Count the lines in the data below that contain the word "green", and give only that number.

::: Given data :::

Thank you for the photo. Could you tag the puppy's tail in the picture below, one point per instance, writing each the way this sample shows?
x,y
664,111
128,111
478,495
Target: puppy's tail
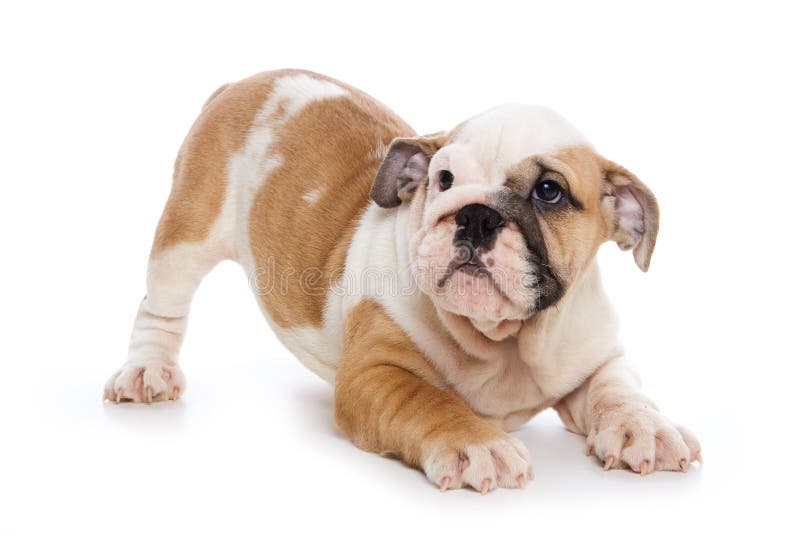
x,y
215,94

:::
::: Given data :::

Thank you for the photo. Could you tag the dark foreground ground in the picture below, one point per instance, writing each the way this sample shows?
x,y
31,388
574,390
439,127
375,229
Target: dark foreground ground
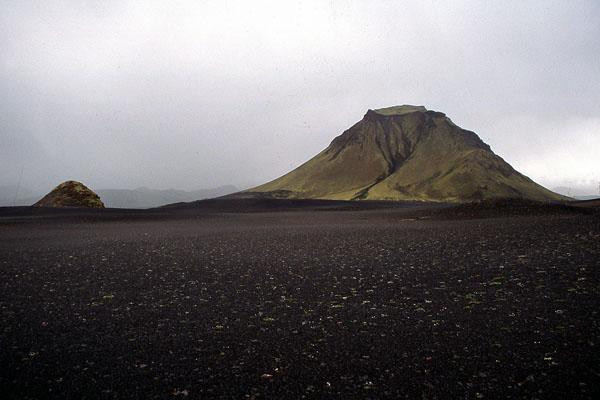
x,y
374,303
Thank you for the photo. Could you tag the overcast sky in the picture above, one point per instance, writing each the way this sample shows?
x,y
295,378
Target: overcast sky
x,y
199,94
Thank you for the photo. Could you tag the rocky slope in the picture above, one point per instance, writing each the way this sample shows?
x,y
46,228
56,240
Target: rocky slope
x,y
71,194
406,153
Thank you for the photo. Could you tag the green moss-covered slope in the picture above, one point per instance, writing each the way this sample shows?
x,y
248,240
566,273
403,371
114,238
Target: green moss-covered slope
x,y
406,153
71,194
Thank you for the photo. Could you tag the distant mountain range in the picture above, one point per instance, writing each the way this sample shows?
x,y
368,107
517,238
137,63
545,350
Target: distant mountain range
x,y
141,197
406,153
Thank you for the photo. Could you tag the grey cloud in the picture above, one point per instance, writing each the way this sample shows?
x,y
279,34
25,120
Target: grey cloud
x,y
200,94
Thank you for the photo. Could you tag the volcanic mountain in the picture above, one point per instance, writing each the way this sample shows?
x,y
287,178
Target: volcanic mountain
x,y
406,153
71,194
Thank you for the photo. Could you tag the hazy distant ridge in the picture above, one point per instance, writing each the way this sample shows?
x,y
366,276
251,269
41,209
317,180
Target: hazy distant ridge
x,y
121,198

:::

== Task solution ==
2